TASK SET:
a - Output the passage of the Trump–Xi meeting commentary starting at "Then, one must" and ending at "by Trump’s action.", copied word for word.
b - Rewrite the paragraph of the Trump–Xi meeting commentary that begins "President Trump did have specific objectives" as a short bulleted list that keeps its main facts.

PAGE TEXT:
•••••
This was crucial to President Xi because he will convene a landmark meeting of the Chinese Communist Party in the fall. At this party congress, there will be vital personnel changes and certain policies will be enshrined, including continuing the anti-corruption drive Xi had launched after the last congress in 2012; economic growth targets (that hinge to unemployment, trade and more); decisions on China’s major foreign policy goals; and much more.

President Xi calculated that a convivial meeting with President Trump will make his party congress go easier and end better.

President Xi did not bring any big specific issues in Sino-American relations that he aimed to resolve during his meeting with President Trump.

President Trump did have specific objectives in his vest pocket when he met with President Xi: fixing their trade imbalance (that connects to creating jobs and fixing the huge US debt); easing tensions in the South China Sea (that requires China’s help); and getting Beijing to assist Washington in dealing with North Korea’s bad behavior, in particular, its nuclear weapon and missile tests.

But President Trump did not expect a deal in the form of a communiqué, written accord, or even a Chinese public announcement. What he wanted was for China to take some action on these three matters in the near future. Trump had reason for optimism that he would get something, perhaps quite a lot, from China.

The two leaders did talk issues of substance and even made some decisions on work to be done: on cyber security, law enforcement, and a code of safe conduct affecting naval and military encounters.

The pitch that President Trump shocked President Xi in announcing the missile attacks on Syria, and may have even embarrassed Xi, cannot be denied.

But President Xi is known to be a leader that can handle surprises. Clearly, he is an individual with aplomb and the ability to stay in control. Plus, Henry Kissinger reportedly told him during a visit to China late last year that Donald Trump is brusque and often says and does unexpected things, but that he is someone Xi can deal with.

Then, one must ask this question: Would it have been better for President Trump not to have told his counterpart then or immediately thereafter? In Xi’s mind, hiding or even delaying saying what Trump had done would probably not have been a mark of friendship or an expression of confidence in their relationship.

Anyway, China does not approve of the use of poison gas to kill people. In fact, it acceded to the 1925 Geneva Convention outlawing its use more than six decades ago. Also, China cares about promoting a positive global image. Lastly China has no serious involvement in the civil conflict in Syria, and President Xi was not, judging from the way the meeting proceeded, put off by Trump’s action.

Another relevant fact is that neither President Trump nor President Xi wanted to create unrealistic expectations about US-China relations. The two nations are competitors, big time competitors. Some observers even believe the so-called Thucydides Trap (the inevitability of the status quo power and its challenger going to war) applies to current Sino-US relations.
•••••
PROVIDED DATA:
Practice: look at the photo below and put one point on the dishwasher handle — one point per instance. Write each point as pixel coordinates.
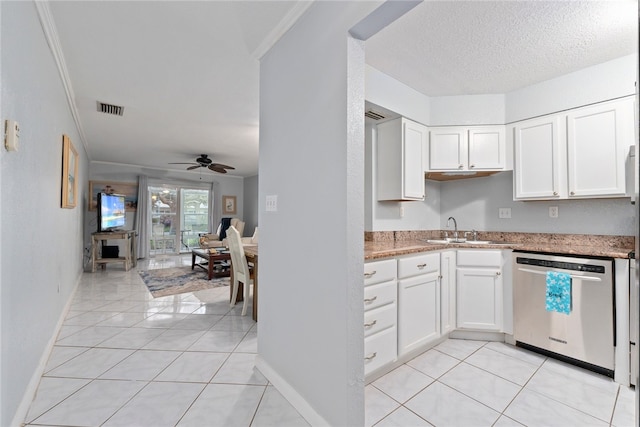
(544, 273)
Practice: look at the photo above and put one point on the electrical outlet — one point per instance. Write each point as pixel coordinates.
(504, 213)
(272, 203)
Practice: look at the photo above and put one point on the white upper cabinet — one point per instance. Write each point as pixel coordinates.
(459, 148)
(598, 140)
(576, 154)
(400, 151)
(537, 158)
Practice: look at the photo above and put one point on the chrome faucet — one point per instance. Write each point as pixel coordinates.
(455, 225)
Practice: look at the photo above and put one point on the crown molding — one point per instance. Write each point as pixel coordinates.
(51, 34)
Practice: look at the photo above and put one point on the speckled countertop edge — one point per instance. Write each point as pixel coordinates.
(390, 244)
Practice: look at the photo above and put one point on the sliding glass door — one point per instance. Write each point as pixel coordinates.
(177, 216)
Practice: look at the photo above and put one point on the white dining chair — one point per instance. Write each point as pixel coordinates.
(241, 272)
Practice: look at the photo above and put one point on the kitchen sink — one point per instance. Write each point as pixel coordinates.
(468, 242)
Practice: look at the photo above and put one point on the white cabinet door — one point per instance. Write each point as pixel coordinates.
(479, 293)
(400, 172)
(537, 159)
(598, 139)
(487, 148)
(447, 149)
(447, 291)
(418, 311)
(415, 141)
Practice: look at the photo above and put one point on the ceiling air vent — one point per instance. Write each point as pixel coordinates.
(116, 110)
(374, 115)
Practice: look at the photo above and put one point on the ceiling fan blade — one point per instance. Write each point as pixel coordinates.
(220, 165)
(217, 169)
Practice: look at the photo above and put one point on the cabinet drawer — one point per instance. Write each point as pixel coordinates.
(379, 319)
(380, 294)
(419, 264)
(481, 258)
(379, 271)
(380, 349)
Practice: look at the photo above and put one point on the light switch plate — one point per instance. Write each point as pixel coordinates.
(272, 203)
(504, 213)
(11, 135)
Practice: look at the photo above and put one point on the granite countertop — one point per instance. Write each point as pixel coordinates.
(603, 246)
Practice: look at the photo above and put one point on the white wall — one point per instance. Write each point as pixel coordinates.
(41, 243)
(475, 202)
(250, 215)
(311, 250)
(600, 82)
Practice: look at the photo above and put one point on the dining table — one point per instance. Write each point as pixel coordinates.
(251, 253)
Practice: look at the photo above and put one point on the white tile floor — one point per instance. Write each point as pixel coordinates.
(478, 383)
(125, 358)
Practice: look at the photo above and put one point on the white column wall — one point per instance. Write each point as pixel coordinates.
(311, 249)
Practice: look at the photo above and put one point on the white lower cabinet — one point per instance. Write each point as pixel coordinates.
(479, 290)
(447, 292)
(419, 315)
(418, 301)
(380, 314)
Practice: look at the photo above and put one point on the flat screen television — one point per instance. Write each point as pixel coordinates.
(111, 209)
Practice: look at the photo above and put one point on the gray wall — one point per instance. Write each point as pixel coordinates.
(476, 201)
(41, 243)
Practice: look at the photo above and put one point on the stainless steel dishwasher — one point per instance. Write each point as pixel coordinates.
(586, 335)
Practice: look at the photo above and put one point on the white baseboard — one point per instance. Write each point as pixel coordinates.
(290, 393)
(32, 387)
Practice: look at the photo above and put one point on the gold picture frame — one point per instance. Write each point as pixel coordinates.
(229, 205)
(69, 188)
(128, 189)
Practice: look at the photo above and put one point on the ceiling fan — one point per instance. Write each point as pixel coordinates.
(205, 162)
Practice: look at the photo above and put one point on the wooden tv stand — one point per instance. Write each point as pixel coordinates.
(129, 259)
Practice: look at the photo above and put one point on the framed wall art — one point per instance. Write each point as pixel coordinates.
(128, 189)
(69, 188)
(229, 205)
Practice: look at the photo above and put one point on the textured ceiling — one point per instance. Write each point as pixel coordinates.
(479, 47)
(187, 73)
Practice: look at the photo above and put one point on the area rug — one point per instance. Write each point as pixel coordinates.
(177, 280)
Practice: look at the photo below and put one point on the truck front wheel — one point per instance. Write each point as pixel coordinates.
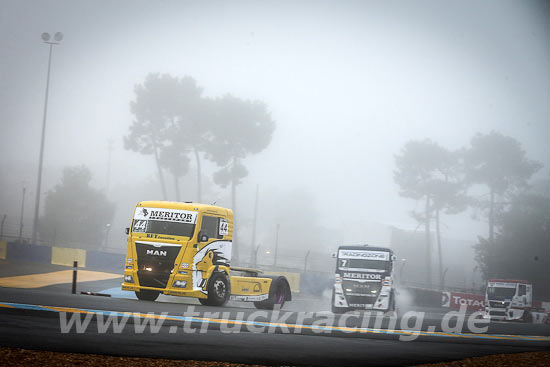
(335, 309)
(218, 290)
(147, 295)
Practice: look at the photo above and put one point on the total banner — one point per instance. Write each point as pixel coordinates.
(473, 302)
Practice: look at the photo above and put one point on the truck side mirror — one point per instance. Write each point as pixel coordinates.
(203, 237)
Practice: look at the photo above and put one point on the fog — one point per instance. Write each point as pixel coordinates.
(347, 83)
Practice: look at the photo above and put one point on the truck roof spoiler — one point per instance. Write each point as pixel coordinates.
(246, 270)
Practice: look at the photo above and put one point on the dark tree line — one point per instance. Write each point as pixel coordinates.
(75, 213)
(491, 176)
(176, 124)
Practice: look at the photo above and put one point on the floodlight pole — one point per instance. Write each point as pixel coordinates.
(41, 157)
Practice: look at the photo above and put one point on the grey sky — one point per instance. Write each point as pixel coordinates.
(347, 82)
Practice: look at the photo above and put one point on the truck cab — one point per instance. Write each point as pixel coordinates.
(363, 279)
(508, 300)
(184, 249)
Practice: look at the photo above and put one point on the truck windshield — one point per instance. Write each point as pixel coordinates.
(163, 227)
(500, 293)
(361, 264)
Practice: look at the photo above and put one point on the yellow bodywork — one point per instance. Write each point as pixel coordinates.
(186, 267)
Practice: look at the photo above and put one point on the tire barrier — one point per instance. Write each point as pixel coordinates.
(293, 279)
(24, 252)
(29, 253)
(104, 260)
(66, 256)
(315, 284)
(3, 249)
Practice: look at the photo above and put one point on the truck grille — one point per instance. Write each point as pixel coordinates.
(498, 304)
(155, 263)
(361, 293)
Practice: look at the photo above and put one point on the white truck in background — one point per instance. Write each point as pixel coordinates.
(512, 300)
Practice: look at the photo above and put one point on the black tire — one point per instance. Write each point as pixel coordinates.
(276, 298)
(147, 295)
(218, 290)
(334, 309)
(392, 301)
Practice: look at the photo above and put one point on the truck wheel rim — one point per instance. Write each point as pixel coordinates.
(219, 287)
(281, 297)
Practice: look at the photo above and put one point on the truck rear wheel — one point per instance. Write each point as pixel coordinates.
(147, 295)
(276, 298)
(218, 290)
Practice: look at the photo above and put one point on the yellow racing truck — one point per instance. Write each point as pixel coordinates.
(184, 249)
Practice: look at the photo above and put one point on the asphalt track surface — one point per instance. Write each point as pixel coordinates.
(31, 318)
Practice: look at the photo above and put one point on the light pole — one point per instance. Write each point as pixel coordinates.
(46, 38)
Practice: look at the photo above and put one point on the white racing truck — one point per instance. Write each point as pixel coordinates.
(363, 279)
(511, 300)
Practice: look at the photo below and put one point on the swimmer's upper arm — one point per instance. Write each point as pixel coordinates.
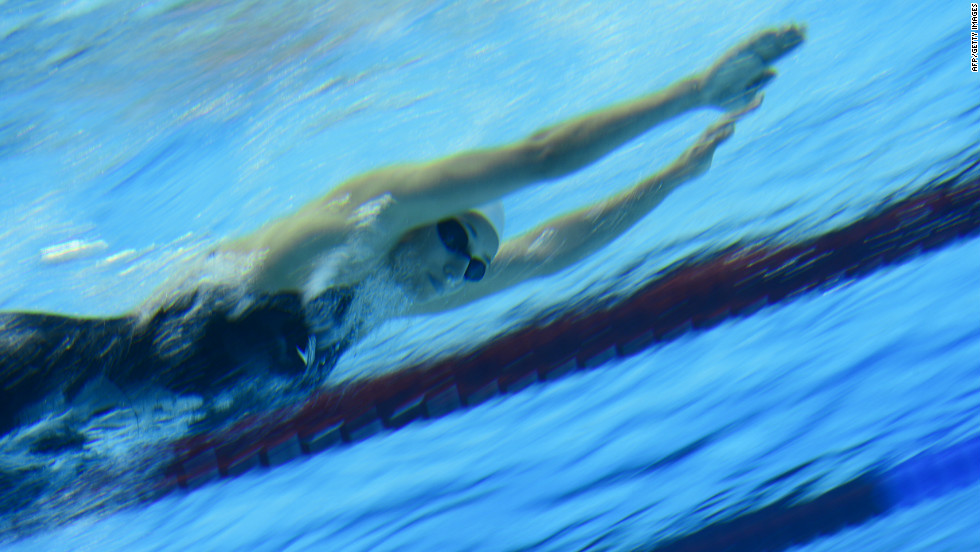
•••••
WRITTEN ANSWERS:
a -
Then, one must ask this question: Would it have been better for President Trump not to have told his counterpart then or immediately thereafter? In Xi’s mind, hiding or even delaying saying what Trump had done would probably not have been a mark of friendship or an expression of confidence in their relationship.

Anyway, China does not approve of the use of poison gas to kill people. In fact, it acceded to the 1925 Geneva Convention outlawing its use more than six decades ago. Also, China cares about promoting a positive global image. Lastly China has no serious involvement in the civil conflict in Syria, and President Xi was not, judging from the way the meeting proceeded, put off by Trump’s action.

b -
President Trump's specific objectives when meeting President Xi:
- Fixing the US-China trade imbalance, which connects to creating jobs and fixing the huge US debt
- Easing tensions in the South China Sea, which requires China's help
- Getting Beijing to help Washington deal with North Korea's bad behavior, in particular its nuclear weapon and missile tests